Problem – Output only the stretch of the listing that starts at the line containing "of the decorated" and ends at the line containing "of the ornate", reproduced exactly with both ends.

Information given –
────────────────────
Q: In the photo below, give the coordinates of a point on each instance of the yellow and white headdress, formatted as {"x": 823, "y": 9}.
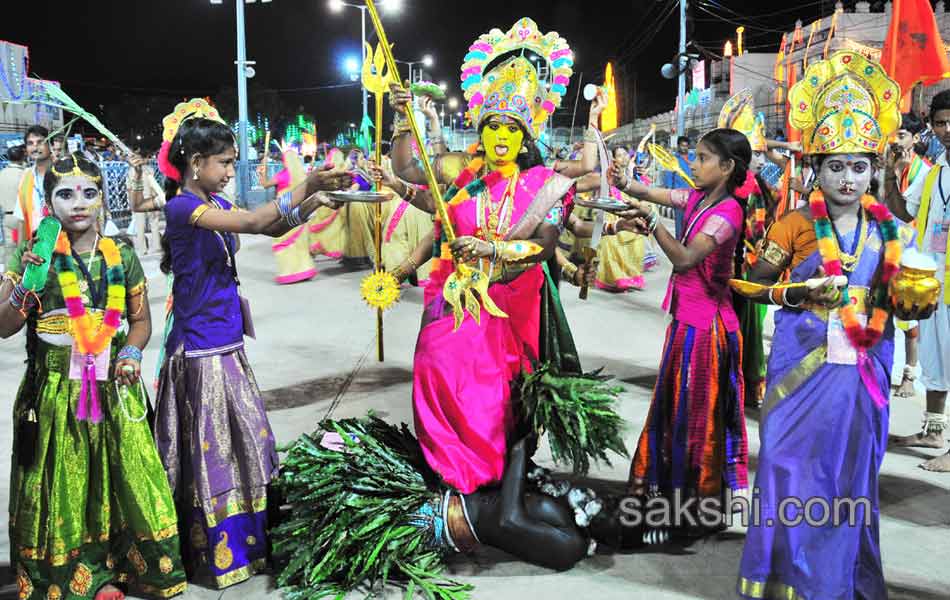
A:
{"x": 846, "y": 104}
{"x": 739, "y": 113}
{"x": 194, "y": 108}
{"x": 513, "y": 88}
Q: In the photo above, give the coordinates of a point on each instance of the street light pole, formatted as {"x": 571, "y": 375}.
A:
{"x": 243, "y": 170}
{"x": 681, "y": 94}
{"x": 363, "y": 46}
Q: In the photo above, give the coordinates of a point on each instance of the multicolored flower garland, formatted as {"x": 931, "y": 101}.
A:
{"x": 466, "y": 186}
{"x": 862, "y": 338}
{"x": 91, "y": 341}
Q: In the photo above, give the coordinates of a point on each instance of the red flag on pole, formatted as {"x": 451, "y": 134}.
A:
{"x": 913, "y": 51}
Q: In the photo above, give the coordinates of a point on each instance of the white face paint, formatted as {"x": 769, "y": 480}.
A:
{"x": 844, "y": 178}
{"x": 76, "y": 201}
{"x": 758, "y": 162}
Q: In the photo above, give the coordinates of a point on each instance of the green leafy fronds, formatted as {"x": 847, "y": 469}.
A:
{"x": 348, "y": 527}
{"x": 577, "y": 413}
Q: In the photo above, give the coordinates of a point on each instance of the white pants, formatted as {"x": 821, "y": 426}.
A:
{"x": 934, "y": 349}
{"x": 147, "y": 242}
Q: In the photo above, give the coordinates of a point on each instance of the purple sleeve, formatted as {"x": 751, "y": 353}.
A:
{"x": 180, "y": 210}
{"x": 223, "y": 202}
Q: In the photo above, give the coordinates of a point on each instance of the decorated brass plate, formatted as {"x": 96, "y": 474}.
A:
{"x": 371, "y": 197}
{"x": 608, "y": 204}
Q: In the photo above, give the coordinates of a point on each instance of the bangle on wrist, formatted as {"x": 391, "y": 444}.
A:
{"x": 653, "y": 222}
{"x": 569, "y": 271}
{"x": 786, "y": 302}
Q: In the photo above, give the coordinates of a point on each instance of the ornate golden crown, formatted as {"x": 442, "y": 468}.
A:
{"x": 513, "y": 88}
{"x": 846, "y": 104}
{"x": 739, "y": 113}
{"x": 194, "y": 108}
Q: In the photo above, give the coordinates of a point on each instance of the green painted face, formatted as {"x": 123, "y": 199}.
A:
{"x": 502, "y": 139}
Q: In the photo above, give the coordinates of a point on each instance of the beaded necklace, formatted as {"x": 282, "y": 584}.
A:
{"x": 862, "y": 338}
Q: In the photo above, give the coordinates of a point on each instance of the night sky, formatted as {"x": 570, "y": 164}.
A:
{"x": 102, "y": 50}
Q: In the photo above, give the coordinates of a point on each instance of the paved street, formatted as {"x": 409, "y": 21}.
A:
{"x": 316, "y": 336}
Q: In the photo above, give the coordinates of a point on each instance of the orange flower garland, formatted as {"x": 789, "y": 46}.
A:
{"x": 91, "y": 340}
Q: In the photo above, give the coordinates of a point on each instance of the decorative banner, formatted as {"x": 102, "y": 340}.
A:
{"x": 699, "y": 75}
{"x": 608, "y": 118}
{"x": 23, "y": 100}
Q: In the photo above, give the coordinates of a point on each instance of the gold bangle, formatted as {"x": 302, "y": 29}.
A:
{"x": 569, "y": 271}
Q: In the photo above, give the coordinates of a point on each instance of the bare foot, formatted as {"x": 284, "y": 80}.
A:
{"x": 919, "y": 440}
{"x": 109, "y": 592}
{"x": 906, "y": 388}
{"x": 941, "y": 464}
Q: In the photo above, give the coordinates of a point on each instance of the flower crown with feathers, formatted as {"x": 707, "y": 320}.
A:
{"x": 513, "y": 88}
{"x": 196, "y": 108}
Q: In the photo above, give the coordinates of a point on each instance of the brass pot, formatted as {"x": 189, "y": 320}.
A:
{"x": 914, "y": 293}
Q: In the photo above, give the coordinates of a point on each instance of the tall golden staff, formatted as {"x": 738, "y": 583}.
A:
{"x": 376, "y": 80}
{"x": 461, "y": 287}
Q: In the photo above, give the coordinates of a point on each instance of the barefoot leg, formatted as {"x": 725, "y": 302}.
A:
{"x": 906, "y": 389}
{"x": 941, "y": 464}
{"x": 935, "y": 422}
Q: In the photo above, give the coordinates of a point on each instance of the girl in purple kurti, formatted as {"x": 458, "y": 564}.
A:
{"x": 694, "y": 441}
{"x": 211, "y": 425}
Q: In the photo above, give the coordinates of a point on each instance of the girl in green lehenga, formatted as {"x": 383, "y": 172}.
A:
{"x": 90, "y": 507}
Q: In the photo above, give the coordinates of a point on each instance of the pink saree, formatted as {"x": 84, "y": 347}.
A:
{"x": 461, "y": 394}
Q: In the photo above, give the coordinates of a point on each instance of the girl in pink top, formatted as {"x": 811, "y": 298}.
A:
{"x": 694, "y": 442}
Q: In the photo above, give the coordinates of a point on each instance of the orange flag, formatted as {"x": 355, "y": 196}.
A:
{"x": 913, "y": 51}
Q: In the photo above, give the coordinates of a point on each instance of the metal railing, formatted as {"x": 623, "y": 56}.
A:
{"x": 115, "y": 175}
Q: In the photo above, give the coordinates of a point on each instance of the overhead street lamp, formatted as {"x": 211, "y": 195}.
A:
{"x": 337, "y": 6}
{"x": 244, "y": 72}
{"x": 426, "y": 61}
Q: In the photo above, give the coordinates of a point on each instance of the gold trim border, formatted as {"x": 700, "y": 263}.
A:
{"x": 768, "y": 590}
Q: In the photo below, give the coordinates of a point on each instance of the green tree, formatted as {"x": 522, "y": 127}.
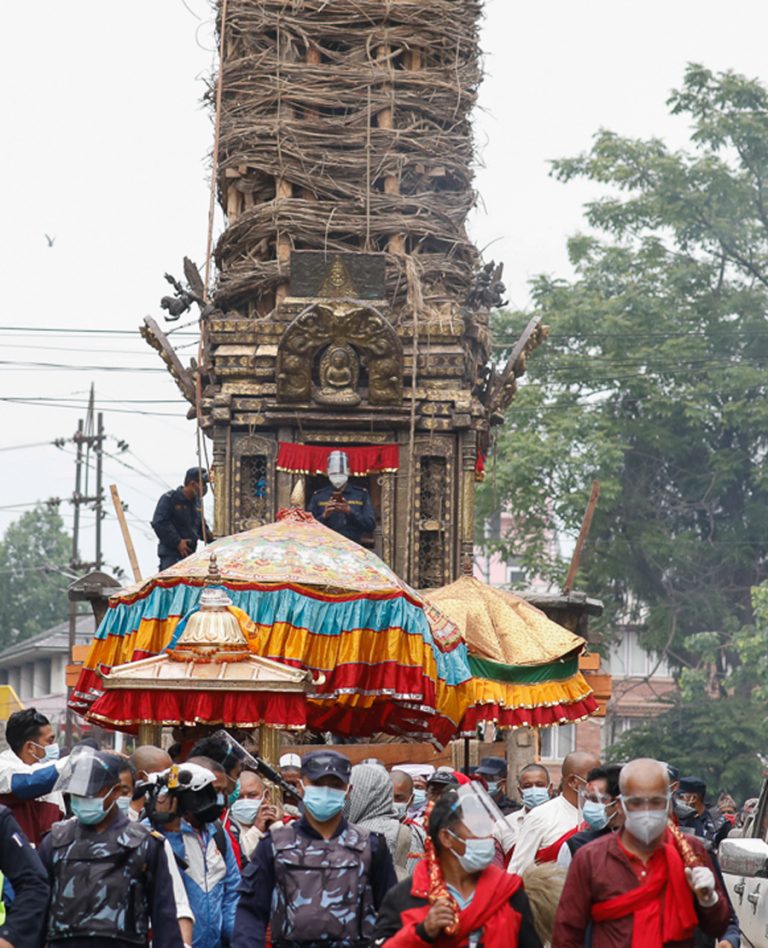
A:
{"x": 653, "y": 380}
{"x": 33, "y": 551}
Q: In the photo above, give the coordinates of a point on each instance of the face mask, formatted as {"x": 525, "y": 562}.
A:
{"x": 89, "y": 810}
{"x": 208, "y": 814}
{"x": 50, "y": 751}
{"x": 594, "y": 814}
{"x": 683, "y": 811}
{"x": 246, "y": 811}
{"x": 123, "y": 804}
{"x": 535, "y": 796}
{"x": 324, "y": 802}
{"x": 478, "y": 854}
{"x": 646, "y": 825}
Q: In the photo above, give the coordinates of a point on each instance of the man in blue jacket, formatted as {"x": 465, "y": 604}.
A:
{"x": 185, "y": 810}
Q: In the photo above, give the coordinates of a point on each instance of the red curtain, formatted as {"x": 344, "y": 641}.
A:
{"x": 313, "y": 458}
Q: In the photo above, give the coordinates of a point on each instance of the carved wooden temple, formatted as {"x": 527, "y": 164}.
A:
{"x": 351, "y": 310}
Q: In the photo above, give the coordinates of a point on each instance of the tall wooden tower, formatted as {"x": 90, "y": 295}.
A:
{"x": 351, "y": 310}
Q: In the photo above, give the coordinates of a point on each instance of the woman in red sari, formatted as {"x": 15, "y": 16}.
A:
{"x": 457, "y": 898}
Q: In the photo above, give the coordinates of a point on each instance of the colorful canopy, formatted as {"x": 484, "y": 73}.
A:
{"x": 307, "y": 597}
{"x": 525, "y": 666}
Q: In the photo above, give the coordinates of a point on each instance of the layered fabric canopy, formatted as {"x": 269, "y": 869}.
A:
────────────────────
Written solution –
Q: In the photo above, give the coordinates of a point on each instance of the decorated brass plate, formatted as {"x": 96, "y": 474}.
A:
{"x": 371, "y": 197}
{"x": 608, "y": 204}
Q: In the photo above, give the coordinates of a point on each instance of the bangle on wrist, formatted as {"x": 391, "y": 444}.
A:
{"x": 653, "y": 222}
{"x": 569, "y": 271}
{"x": 786, "y": 302}
Q: In the photo above, give the coordinates of a point on each instance of the ornate golden crown, formatted as {"x": 442, "y": 468}.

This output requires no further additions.